-- begin --

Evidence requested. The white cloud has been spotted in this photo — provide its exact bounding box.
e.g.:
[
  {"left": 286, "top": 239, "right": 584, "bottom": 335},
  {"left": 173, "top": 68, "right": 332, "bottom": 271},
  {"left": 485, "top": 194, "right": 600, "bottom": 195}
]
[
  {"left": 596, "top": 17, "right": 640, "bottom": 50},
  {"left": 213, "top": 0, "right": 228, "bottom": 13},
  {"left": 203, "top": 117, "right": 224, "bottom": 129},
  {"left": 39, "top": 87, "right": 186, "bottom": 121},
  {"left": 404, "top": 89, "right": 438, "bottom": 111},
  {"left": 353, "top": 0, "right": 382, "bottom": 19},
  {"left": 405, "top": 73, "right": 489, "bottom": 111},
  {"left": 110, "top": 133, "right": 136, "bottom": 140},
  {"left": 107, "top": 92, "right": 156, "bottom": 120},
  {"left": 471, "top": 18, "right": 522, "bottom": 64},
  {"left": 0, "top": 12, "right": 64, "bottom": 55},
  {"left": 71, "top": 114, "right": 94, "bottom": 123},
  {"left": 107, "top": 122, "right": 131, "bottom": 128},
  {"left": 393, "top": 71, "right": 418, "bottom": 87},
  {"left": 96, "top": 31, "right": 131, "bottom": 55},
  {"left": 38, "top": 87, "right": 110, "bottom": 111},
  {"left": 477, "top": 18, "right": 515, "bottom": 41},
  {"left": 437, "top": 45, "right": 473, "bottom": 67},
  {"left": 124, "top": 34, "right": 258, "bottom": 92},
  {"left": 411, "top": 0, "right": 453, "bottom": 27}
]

-- end --

Task statement:
Print all of the lines above again, with no changes.

Expected output:
Evidence requested. The white cloud has been spotted in this photo — provide its exact bounding box.
e.g.:
[
  {"left": 286, "top": 239, "right": 584, "bottom": 335},
  {"left": 173, "top": 68, "right": 332, "bottom": 271},
  {"left": 485, "top": 194, "right": 600, "bottom": 195}
]
[
  {"left": 596, "top": 17, "right": 640, "bottom": 50},
  {"left": 213, "top": 0, "right": 228, "bottom": 13},
  {"left": 203, "top": 117, "right": 224, "bottom": 129},
  {"left": 39, "top": 87, "right": 186, "bottom": 121},
  {"left": 404, "top": 89, "right": 438, "bottom": 111},
  {"left": 353, "top": 0, "right": 382, "bottom": 19},
  {"left": 405, "top": 73, "right": 489, "bottom": 111},
  {"left": 110, "top": 133, "right": 136, "bottom": 140},
  {"left": 107, "top": 92, "right": 156, "bottom": 120},
  {"left": 471, "top": 18, "right": 522, "bottom": 64},
  {"left": 0, "top": 12, "right": 64, "bottom": 55},
  {"left": 71, "top": 114, "right": 94, "bottom": 123},
  {"left": 107, "top": 122, "right": 131, "bottom": 128},
  {"left": 393, "top": 71, "right": 418, "bottom": 87},
  {"left": 96, "top": 31, "right": 131, "bottom": 55},
  {"left": 38, "top": 87, "right": 110, "bottom": 111},
  {"left": 477, "top": 18, "right": 515, "bottom": 41},
  {"left": 437, "top": 45, "right": 473, "bottom": 67},
  {"left": 124, "top": 34, "right": 258, "bottom": 92},
  {"left": 411, "top": 0, "right": 453, "bottom": 27}
]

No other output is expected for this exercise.